===== Extrait à lire =====

À propos de l'étude

Ce texte de vulgarisation résume l’article de Martine Hébert, Andréanne Lapierre, Francine Lavoie, Mylène Fernet et Martin Blais, « La violence dans les relations amoureuses des jeunes », chapitre du Rapport québécois sur la violence et la santé, publié en 2017.

  • Faits saillants

  • Au Québec, un jeune sur trois a déjà été victime de violence dans sa relation amoureuse, et un sur quatre a commis des actes violents dans cette relation.
  • La violence amoureuse chez les ados peut être physique, verbale, psychologique ou cyberviolente.
  • Les ados issus de familles sujettes aux conflits, à la violence conjugale ou à la maltraitance sont plus à risque de vivre ou de perpétrer des comportements violents dans leurs propres relations amoureuses.
  • La vie numérique des adolescents peut complexifier la violence dans leurs relations amoureuses, mais peut aussi offrir de nouvelles pistes de prévention.

=====

■ Consignes:
a – D'après l'extrait sur la violence amoureuse chez les jeunes, quelle proportion des jeunes Québécois a déjà subi de la violence dans sa relation amoureuse ?
b – Prolongez l'extrait sur la violence dans les relations amoureuses des jeunes à partir de sa dernière phrase.
Les données ci-après sont sans rapport avec l'extrait.

===== Bloc de données =====

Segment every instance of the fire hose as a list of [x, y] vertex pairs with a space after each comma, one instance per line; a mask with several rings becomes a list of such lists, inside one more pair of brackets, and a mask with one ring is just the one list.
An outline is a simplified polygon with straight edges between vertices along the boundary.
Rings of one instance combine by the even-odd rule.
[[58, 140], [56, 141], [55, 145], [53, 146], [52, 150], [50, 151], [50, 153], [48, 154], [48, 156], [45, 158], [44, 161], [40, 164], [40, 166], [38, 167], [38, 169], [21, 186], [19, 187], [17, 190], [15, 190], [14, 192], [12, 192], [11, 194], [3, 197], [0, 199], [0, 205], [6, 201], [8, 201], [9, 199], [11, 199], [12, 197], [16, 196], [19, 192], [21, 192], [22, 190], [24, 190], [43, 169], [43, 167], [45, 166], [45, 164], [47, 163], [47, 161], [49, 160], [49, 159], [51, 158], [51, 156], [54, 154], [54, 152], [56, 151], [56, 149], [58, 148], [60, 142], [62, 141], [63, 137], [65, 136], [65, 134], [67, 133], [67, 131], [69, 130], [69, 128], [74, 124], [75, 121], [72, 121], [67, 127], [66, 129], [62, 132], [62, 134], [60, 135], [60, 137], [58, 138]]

=====

■ Réponses:
a – Un jeune sur trois.

b –
L’adolescence, l’époque des premières fois… Malheureusement, la violence dans les relations amoureuses peut aussi commencer très jeune, dès cet âge. Et le phénomène est plus fréquent qu’on pourrait croire. Une période d’autant plus vulnérable pour ces jeunes en plein apprentissage : plusieurs vivent leur première relation et ne veulent pas la laisser filer, au risque de tolérer des gestes inadmissibles.

Quel est le portrait de la violence dans les relations amoureuses des jeunes au Québec, et comment la prévenir? C’est la délicate question à laquelle une équipe de chercheurs de l’UQAM et de l’Université Laval tente de répondre. Leur travail de recension des écrits scientifiques québécois et internationaux s’inscrit dans le cadre d’un portrait plus vaste de la violence et de la santé au Québec réalisé par l’Institut national de santé publique du Québec (1). Ce rapport se veut un outil de référence pour le gouvernement, les ministères et tous les acteurs qui œuvrent dans le domaine de la santé. Quelques faits saillants sur le chapitre qui traite de la réalité des adolescents québécois sont présentés pour aider à mieux saisir le phénomène.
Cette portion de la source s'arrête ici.